**EXCERPTED TEXT:**
## START
High gilt-based ERCs
He said: “I attended a recent workshop on gilt-based ERCs along with many other brokers.
“None of the three lenders using gilt calculations for their ERCs could offer any solid justification for such high gilt-based maximum penalties, while fixed ERCs as low as five per cent of the loan for five years followed by just three per cent for the next three years are available elsewhere.”
“There are two huge criticisms of lifetime mortgages on social media – the potentially huge increase in rolled-up debts due to high rates of interest in the past, and ERCs for those trying to get out of the past high-rate deals now,” he added.
Wilson said: “The sooner we can start to show the ERC amounts reasonably mitigate some loss to the lender for early repayment, the better.”
If government pays for cladding, lenders will agree to mortgages – Star Letter 30/04/2021
This week’s comment was in response to the article: Cladding loan scheme should be abolished and paid for by industry and state, say MPs
Arron Bardoe said: “In what other world would the victim be expected to pay remediation?
“Where they are still trading, the developers should be fixing these problems or using their professional indemnity cover; and in turn they can sue the providers of the cladding if they remain in business.”
He added: “If the government does decide to alleviate owners of the costs, it may help lenders to agree their mortgages, as they currently factor in the cost of any future works when considering applications.”
AR fees will result in more costs and red tape for rule-abiding firms – Star Letter 23/04/2021
The first comment was to the story: FCA announces £10m fee for networks to tackle AR oversight failures
Paul Smulovitch said: “For the average appointed representative who represents no risk and follows rules diligently, this is just more cost and likely to be even more red tape when time is already precious.”
## END
**SET EXERCISE A:** Set down, word for word, the part of the letters excerpt that opens with the words containing "If government pays" and closes with "to pay remediation?".

**PROVIDED MATERIAL:**
## START
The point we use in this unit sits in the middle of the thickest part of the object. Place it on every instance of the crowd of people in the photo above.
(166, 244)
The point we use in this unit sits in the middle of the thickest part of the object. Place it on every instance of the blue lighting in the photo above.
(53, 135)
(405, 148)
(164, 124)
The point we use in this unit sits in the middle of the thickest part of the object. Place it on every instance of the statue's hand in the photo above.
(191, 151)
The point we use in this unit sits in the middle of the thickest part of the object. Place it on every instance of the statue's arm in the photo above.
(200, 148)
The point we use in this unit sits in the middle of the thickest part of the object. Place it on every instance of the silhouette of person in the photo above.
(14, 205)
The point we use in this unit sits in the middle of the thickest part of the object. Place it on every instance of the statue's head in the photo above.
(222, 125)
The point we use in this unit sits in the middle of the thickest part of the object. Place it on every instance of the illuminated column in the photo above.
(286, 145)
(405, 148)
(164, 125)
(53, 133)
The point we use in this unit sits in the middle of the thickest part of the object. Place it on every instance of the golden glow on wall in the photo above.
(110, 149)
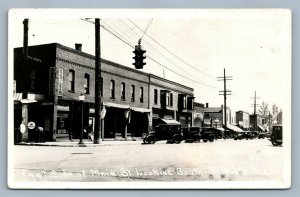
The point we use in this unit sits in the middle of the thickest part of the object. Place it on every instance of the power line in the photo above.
(126, 42)
(162, 55)
(171, 51)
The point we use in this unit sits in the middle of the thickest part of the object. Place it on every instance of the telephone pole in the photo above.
(225, 92)
(255, 116)
(97, 132)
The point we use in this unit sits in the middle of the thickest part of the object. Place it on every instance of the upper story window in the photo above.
(86, 83)
(167, 98)
(123, 91)
(190, 103)
(112, 89)
(32, 79)
(184, 102)
(132, 93)
(101, 86)
(155, 96)
(141, 94)
(72, 80)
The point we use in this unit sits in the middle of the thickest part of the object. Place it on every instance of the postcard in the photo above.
(149, 98)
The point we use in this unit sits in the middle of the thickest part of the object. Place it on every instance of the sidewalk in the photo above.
(74, 143)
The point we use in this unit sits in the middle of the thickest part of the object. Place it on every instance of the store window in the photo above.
(71, 80)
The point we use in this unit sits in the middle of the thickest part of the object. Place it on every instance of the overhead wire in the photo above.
(171, 51)
(150, 45)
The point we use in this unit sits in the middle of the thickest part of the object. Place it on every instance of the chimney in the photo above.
(78, 46)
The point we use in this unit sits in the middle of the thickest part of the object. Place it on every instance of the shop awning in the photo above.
(167, 121)
(142, 110)
(234, 128)
(106, 104)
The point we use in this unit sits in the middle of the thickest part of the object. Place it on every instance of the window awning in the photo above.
(167, 121)
(142, 110)
(106, 104)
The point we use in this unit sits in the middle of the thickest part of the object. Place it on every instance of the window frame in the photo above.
(112, 89)
(71, 84)
(123, 91)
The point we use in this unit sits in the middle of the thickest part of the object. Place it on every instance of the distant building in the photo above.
(199, 114)
(256, 122)
(243, 119)
(48, 85)
(214, 116)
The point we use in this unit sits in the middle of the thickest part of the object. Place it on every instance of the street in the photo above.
(221, 160)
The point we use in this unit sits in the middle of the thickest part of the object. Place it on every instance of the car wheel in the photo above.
(177, 139)
(151, 139)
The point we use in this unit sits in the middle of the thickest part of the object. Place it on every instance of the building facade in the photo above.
(243, 119)
(48, 85)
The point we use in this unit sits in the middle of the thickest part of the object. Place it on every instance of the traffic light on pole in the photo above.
(139, 57)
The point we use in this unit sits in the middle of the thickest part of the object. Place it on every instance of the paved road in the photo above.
(221, 160)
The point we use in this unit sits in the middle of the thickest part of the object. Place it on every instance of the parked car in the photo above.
(262, 135)
(238, 136)
(191, 134)
(207, 134)
(170, 132)
(276, 136)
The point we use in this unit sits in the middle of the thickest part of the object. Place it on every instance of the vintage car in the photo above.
(191, 134)
(276, 136)
(207, 134)
(170, 132)
(238, 136)
(261, 135)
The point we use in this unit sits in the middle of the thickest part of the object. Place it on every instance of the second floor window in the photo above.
(155, 96)
(167, 98)
(71, 80)
(32, 79)
(86, 83)
(184, 102)
(112, 89)
(132, 92)
(171, 99)
(123, 91)
(141, 94)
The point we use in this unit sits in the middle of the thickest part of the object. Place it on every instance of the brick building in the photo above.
(243, 119)
(48, 85)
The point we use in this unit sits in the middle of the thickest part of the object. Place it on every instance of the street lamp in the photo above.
(81, 98)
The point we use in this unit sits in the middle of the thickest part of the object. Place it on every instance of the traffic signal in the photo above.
(139, 57)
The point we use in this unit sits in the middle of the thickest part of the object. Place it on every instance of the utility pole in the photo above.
(225, 92)
(97, 132)
(255, 115)
(24, 136)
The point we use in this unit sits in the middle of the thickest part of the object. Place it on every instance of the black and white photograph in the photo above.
(149, 98)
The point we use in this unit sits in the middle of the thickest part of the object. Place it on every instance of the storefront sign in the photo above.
(31, 125)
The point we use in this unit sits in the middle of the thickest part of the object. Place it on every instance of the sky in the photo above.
(192, 47)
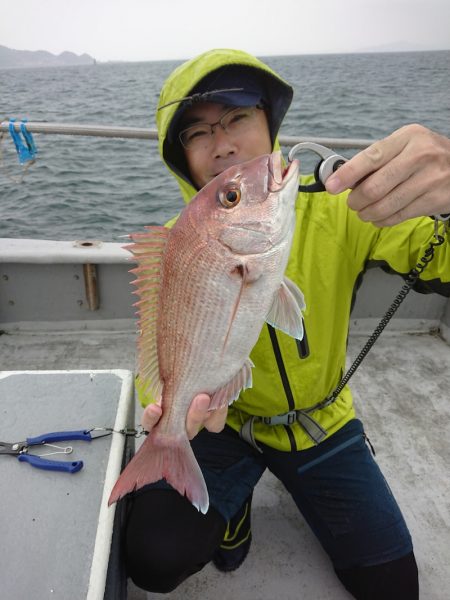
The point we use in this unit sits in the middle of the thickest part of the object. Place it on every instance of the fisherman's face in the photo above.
(224, 148)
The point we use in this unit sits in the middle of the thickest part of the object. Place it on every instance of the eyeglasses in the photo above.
(234, 122)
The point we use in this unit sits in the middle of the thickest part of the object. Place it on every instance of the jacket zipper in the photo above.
(284, 381)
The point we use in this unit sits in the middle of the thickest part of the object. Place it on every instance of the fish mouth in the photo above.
(280, 175)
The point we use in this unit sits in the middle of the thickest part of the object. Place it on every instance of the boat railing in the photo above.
(142, 133)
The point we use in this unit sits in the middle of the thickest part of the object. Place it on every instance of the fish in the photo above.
(206, 287)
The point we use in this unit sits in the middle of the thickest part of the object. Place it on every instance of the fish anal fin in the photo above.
(285, 313)
(228, 393)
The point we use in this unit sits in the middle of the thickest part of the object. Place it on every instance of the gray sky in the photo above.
(172, 29)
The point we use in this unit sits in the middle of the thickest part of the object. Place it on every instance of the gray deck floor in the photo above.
(402, 393)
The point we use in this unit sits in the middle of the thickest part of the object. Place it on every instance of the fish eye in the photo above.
(230, 197)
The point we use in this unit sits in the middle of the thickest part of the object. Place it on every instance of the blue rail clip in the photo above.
(25, 151)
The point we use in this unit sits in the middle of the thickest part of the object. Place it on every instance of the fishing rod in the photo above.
(142, 133)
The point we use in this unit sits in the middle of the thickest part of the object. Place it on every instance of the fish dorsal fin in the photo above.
(285, 313)
(228, 393)
(148, 249)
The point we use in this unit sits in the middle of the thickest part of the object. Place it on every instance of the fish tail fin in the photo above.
(163, 458)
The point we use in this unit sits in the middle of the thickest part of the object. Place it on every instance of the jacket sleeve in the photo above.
(400, 248)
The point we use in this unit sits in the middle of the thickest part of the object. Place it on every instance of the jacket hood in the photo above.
(185, 79)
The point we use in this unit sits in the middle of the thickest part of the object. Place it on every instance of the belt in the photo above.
(311, 427)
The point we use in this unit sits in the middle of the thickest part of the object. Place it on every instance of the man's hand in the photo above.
(198, 416)
(403, 176)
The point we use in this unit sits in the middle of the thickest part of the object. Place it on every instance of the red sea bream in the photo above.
(206, 288)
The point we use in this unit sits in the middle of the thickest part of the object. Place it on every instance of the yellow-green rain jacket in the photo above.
(332, 247)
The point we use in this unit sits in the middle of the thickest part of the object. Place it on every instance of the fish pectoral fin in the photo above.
(285, 313)
(228, 393)
(148, 248)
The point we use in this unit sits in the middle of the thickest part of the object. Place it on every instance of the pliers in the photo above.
(20, 449)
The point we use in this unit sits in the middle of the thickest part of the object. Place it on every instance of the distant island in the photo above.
(10, 59)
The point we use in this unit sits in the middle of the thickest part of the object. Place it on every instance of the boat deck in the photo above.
(402, 393)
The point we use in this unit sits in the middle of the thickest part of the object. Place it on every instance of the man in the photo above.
## END
**SET EXERCISE B:** Collect every line of the entries that holds the string "floor", treating uppercase and lowercase as different.

**FINISHED ANSWER A:**
If government pays for cladding, lenders will agree to mortgages – Star Letter 30/04/2021
This week’s comment was in response to the article: Cladding loan scheme should be abolished and paid for by industry and state, say MPs
Arron Bardoe said: “In what other world would the victim be expected to pay remediation?

**FINISHED ANSWER B:**
The point we use in this unit sits in the middle of the thickest part of the object. Place it on every instance of the second floor window in the photo above.
The point we use in this unit sits in the middle of the thickest part of the object. Place it on every instance of the gray deck floor in the photo above.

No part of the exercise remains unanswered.